## What you are asked to do:
What is needed here is an exact copy of every entry.

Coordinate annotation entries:

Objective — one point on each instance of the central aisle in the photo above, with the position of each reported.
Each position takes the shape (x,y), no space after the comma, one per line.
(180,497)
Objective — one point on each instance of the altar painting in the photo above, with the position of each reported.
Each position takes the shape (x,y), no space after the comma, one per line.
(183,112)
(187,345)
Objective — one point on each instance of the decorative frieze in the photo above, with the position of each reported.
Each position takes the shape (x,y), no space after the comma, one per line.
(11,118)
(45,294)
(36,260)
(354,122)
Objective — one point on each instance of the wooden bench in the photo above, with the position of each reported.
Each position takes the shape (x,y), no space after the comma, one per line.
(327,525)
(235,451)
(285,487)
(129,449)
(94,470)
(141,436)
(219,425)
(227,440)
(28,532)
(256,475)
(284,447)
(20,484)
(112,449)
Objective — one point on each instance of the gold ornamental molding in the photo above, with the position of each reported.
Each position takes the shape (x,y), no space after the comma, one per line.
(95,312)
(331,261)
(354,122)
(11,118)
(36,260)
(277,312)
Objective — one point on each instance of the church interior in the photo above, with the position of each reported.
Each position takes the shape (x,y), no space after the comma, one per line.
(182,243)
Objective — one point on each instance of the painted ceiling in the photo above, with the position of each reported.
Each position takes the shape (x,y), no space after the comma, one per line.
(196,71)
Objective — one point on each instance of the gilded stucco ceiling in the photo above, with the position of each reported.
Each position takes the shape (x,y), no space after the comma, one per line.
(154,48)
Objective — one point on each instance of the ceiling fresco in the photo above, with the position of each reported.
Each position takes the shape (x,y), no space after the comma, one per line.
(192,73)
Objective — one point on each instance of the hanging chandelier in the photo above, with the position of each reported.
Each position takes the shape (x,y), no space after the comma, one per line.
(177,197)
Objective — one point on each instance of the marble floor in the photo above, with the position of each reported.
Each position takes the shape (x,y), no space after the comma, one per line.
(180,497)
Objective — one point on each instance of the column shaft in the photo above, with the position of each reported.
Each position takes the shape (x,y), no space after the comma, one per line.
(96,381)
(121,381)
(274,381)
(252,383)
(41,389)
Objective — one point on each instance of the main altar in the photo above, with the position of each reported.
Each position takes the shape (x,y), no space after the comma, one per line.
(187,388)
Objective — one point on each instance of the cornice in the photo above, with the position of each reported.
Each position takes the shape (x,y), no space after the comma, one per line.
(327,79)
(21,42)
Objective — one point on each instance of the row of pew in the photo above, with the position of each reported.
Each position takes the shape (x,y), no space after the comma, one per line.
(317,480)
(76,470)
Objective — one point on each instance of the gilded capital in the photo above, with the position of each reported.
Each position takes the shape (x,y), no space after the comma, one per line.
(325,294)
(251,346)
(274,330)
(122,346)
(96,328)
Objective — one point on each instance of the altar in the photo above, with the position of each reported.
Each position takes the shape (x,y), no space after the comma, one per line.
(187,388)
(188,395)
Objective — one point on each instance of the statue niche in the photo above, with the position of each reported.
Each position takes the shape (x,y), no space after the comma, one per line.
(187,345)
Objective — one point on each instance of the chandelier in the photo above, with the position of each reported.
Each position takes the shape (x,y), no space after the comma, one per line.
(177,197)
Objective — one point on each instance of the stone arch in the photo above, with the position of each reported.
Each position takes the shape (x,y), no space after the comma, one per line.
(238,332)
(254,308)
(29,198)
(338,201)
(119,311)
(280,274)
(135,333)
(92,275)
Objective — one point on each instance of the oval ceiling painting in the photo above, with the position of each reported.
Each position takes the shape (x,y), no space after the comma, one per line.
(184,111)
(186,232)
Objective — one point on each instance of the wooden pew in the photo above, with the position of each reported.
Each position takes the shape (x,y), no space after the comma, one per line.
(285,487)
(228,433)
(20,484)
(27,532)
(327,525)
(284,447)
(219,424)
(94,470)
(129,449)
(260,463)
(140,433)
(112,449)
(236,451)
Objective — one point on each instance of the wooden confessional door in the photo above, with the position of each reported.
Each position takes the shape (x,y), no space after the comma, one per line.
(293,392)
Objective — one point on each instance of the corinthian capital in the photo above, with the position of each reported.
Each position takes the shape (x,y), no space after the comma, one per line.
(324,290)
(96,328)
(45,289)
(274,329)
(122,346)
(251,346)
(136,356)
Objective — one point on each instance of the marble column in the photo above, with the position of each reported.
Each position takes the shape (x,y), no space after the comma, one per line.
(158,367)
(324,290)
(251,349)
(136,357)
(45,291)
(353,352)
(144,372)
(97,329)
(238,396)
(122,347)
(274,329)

## Answer for this exercise:
Objective — one point on each instance of the central aisle in the photo above, with the position of each reported.
Each position takes the shape (x,y), no space after the comma, one per line.
(180,497)
Objective — one point on each instance of the altar painting in the photo above, with the position of each reported.
Each position takes the shape (x,y), no space after the comma, one per line.
(183,112)
(187,345)
Objective — one point on each instance of the decorative frieze in the photo above, with the position of each reported.
Each position takes the shape (x,y), no space after the comma, one per line.
(11,118)
(45,294)
(36,260)
(354,122)
Objective — one point on each instance of the wooden bench in the photo above, with the position of each reported.
Each position takes the shape (x,y), no space after the comma, one per line.
(327,525)
(235,451)
(285,487)
(129,449)
(94,470)
(141,436)
(219,425)
(227,440)
(28,532)
(256,475)
(284,447)
(20,484)
(112,449)
Objective — one point on each instance of the gold ornamental molding in the photo above, with the position of each reported.
Each position takes the shape (x,y), no space after the comma, one per line.
(95,312)
(331,261)
(354,122)
(11,118)
(36,260)
(277,312)
Objective — one point on each instance of the church interior in the photo above, with the position of each reported.
Each position takes the shape (x,y), no space after the comma, one per line.
(182,243)
Objective — one point on each instance of the painted ceiling in the photo above, with the position of each reported.
Each position takes the shape (x,y), no space after the comma, one per line.
(196,71)
Objective — one point on each instance of the gilded stucco ceiling in the photo above, with the position of each reported.
Each position takes the shape (x,y), no space after the comma, one per line.
(154,48)
Objective — one point on each instance of the ceiling fresco in the photo above, with the position of each reported.
Each position takes the shape (x,y), no space after the comma, one per line.
(192,73)
Objective — one point on each instance of the hanging chandelier in the photo above, with the position of each reported.
Each position takes the shape (x,y), no space after the comma, one per line.
(177,197)
Objective — one point on each instance of the marble floor in the photo above, with the position of each reported.
Each position takes the shape (x,y), no space after the comma, one per line.
(180,497)
Objective — one point on each instance of the column shaft in the photo above, with the position of each reported.
Each position takes the shape (x,y), no space after the comma, one per line.
(96,381)
(121,381)
(274,381)
(252,383)
(41,389)
Objective — one point on each instance of the main altar in the photo above, with the position of each reported.
Each position takes the shape (x,y), no space after the comma, one per line.
(187,388)
Objective — one point on each instance of the cornice in the photo above, with the position of each reported.
Each position takes the shape (x,y), no space after the comma, one per line.
(327,79)
(21,42)
Objective — one point on each instance of the row of pew in the photo above, with the position of each reported.
Each position takes the shape (x,y), no space after the comma, one per line.
(317,480)
(76,470)
Objective — one point on each instance of the gilded capital in the photo above, with the position of each reported.
Each position takes the shape (x,y), no space after the comma, one per line.
(325,294)
(251,346)
(274,330)
(122,346)
(96,328)
Objective — one point on each instance of the altar in the photo above, with the position of each reported.
Each position takes the shape (x,y), no space after the comma, one per line.
(187,388)
(188,395)
Objective — one point on each instance of the statue niche in the photo above, with the position of each reported.
Each position takes the shape (x,y), no space after the comma, one per line.
(187,345)
Objective — one point on each instance of the chandelier in the photo above, with the position of each reported.
Each position takes the shape (x,y), no space after the comma, one per line.
(177,197)
Objective — one point on each instance of the stone arch in the photo above, with the position of each reported.
Each position takes the shape (x,y), no space after the comma, one per line.
(238,332)
(254,308)
(29,198)
(338,201)
(119,311)
(280,274)
(135,333)
(92,275)
Objective — one point on each instance of the oval ceiling painting in the photo above, with the position of each reported.
Each position takes the shape (x,y), no space after the comma, one per line.
(184,111)
(186,232)
Objective — one point on each instance of the wooden pew in the photo above, with the position of each reported.
Each position takes the shape (x,y), no space after the comma, one per line.
(285,487)
(228,433)
(20,484)
(27,532)
(327,525)
(284,447)
(219,424)
(94,470)
(129,449)
(260,463)
(140,433)
(112,449)
(236,451)
Objective — one point on each instance of the wooden confessional door in the photo above, with the position of each reported.
Each position takes the shape (x,y), no space after the comma, one per line.
(293,392)
Objective — one point on each instance of the corinthian capital in the photo above, with the position of each reported.
Each position takes the shape (x,y), no space after the comma, one per line.
(324,290)
(96,328)
(45,289)
(274,329)
(122,346)
(251,346)
(136,356)
Objective — one point on each instance of the marble column in the photo above, with the position of each reported.
Each position takes the shape (x,y), no space after the comma, one per line.
(158,367)
(324,290)
(251,349)
(136,357)
(45,291)
(353,352)
(144,372)
(97,329)
(238,396)
(122,347)
(274,329)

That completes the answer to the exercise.